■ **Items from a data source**
------------------------------------------------------------
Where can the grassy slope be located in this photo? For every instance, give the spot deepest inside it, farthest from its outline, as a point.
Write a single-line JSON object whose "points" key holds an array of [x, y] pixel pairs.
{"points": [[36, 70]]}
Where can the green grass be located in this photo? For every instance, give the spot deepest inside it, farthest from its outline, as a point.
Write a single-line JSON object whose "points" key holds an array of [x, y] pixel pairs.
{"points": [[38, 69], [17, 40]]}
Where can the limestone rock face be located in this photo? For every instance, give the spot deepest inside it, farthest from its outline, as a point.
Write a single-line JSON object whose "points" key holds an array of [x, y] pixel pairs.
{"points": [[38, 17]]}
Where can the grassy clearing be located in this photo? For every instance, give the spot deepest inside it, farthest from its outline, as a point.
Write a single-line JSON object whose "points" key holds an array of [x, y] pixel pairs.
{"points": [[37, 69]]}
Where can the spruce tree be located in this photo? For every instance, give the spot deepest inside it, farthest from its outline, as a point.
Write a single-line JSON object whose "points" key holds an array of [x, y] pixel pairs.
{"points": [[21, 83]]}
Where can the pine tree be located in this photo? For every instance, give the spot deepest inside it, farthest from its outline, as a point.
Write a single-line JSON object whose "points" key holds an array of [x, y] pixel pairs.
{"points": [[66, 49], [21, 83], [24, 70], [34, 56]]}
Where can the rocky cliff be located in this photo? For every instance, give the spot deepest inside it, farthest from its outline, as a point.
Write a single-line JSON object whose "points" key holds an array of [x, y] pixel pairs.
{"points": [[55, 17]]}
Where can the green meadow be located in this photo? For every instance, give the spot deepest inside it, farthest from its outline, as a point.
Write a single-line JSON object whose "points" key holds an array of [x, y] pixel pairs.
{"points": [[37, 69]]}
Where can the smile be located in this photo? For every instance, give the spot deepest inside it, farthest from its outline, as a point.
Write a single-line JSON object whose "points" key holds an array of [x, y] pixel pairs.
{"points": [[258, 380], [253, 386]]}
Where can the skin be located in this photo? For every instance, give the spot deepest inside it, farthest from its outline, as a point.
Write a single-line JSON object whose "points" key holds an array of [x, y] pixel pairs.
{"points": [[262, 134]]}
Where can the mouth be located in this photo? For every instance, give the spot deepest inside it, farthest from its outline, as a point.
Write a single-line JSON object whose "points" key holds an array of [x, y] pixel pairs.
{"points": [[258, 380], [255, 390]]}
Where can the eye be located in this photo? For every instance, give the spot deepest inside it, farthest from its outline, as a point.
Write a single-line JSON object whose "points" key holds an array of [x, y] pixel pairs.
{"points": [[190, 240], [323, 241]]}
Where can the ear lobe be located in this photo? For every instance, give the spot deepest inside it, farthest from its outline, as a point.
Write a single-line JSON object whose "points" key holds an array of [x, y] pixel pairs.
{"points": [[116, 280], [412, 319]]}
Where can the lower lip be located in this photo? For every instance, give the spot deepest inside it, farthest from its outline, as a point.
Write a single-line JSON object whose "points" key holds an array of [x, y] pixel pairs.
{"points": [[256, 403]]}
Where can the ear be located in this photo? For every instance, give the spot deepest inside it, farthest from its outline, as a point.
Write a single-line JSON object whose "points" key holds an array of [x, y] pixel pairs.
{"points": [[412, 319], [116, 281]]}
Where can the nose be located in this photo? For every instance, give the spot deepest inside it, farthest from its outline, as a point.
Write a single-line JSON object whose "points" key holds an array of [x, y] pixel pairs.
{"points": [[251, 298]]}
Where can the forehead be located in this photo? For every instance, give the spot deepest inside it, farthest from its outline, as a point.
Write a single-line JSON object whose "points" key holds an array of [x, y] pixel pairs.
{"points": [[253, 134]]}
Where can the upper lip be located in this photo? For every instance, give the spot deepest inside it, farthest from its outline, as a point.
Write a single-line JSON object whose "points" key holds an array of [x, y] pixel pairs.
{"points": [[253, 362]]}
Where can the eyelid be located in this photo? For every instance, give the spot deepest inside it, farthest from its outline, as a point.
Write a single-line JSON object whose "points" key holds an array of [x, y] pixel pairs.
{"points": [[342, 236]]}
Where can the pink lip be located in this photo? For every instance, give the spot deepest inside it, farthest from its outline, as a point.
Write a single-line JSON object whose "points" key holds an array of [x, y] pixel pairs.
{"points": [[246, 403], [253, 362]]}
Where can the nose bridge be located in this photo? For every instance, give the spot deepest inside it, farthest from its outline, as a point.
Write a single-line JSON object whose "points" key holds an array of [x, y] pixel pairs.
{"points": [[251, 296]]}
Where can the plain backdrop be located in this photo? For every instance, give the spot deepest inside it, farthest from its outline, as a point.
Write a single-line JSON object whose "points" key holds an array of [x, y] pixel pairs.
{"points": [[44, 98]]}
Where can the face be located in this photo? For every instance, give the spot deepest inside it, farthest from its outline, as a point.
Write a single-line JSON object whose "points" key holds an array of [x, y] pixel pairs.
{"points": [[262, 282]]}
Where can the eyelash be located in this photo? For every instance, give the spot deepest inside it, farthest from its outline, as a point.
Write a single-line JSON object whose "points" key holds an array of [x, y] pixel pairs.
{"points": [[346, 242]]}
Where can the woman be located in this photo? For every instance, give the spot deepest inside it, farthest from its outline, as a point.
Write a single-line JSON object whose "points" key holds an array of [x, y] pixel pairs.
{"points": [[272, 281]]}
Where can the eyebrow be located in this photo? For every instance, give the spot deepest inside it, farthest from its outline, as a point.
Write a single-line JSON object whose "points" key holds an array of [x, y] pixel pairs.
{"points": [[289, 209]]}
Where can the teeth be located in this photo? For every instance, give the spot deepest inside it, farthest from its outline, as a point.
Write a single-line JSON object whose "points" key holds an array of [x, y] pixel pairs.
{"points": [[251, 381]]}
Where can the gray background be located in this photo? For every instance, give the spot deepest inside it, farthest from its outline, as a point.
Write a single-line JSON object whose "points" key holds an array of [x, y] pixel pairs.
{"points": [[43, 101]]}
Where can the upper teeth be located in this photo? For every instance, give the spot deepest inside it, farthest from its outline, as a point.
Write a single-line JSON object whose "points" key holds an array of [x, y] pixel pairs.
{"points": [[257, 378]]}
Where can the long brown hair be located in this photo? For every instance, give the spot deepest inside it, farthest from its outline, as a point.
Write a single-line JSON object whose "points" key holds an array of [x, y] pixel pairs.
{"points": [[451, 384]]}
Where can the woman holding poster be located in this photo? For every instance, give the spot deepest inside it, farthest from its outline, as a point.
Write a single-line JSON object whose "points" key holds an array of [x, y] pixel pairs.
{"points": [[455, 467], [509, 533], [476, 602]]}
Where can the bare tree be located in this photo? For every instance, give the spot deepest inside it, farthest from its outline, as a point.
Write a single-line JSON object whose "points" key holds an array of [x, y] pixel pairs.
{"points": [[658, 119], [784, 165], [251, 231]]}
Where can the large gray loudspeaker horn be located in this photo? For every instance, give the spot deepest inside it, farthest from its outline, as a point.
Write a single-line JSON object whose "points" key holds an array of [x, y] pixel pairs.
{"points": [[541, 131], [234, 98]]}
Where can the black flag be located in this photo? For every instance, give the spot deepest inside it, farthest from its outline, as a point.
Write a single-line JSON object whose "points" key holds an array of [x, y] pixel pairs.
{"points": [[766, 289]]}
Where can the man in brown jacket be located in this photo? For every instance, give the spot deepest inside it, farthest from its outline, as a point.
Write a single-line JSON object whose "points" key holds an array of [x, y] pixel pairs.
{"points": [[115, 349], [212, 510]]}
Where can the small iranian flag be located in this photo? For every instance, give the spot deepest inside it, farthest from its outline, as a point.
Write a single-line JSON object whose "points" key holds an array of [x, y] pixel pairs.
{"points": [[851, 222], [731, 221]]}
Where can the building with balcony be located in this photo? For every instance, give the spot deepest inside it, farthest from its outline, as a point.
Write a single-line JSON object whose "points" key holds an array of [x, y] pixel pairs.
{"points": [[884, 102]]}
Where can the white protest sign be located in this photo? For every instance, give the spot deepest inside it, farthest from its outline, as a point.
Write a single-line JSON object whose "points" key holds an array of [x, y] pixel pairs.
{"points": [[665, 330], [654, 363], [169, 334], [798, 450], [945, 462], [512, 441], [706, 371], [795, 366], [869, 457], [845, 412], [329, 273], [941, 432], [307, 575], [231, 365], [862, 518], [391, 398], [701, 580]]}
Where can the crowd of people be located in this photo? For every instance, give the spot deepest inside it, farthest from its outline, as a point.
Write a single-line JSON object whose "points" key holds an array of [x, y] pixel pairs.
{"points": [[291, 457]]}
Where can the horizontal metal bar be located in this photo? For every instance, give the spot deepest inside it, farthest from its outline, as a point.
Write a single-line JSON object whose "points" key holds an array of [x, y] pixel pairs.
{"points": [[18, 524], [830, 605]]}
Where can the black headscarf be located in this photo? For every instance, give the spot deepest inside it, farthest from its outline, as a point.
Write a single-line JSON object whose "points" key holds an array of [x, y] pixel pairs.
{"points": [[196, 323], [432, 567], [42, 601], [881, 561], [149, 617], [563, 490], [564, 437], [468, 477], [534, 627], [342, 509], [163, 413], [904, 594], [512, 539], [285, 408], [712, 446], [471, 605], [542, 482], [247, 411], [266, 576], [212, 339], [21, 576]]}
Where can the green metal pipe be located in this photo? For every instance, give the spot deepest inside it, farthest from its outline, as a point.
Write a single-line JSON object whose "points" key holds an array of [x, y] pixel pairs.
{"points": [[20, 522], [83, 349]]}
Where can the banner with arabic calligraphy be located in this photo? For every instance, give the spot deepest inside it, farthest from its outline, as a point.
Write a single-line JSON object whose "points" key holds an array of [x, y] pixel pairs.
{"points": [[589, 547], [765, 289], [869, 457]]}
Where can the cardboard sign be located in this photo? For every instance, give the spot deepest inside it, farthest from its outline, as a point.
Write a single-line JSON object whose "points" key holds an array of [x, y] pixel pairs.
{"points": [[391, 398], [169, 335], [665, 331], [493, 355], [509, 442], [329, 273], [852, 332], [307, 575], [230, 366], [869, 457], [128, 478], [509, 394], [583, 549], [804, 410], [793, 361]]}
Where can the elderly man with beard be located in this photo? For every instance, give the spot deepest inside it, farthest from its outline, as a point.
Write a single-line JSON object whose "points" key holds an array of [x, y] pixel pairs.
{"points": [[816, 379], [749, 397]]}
------------------------------------------------------------
■ **Required work**
Only the lines from the one that contains "Where can the green metal" to the end of the entries above should be given again, exactly and in full.

■ **Correct output**
Where can the green metal pipe be located in this photo? For every instance, give the spot deepest inside it, farthest from its outline, as a point.
Write a single-line JSON object whose "points" key holds an array of [x, y] pixel pairs.
{"points": [[20, 522], [83, 349]]}
Where can the banner with arabic calligraphy be located in this photo? For every instance, give the spot deepest inside it, farthest from its outline, as a point.
Write a single-line JSON object whose "points" key holds an array of [x, y] pixel pairs.
{"points": [[589, 547], [765, 289], [869, 457]]}
Where can the cardboard sign be located in this photo? For every instance, give the spot deepest inside it, farthest from its outline, as a point.
Write a single-line JSON object whose "points" key holds an array of [x, y] pixel pairs.
{"points": [[391, 398], [169, 335], [665, 331], [493, 355], [509, 442], [329, 273], [852, 332], [307, 575], [230, 366], [869, 457], [128, 478], [509, 394], [583, 549], [804, 410], [793, 361]]}
Where can the elderly man with beard be located in this photo? For every instance, give the spot deepest inside it, farthest from its outline, as a point.
Write a single-line JSON object whose "points" key holds an array of [x, y] pixel pairs.
{"points": [[816, 379], [749, 397]]}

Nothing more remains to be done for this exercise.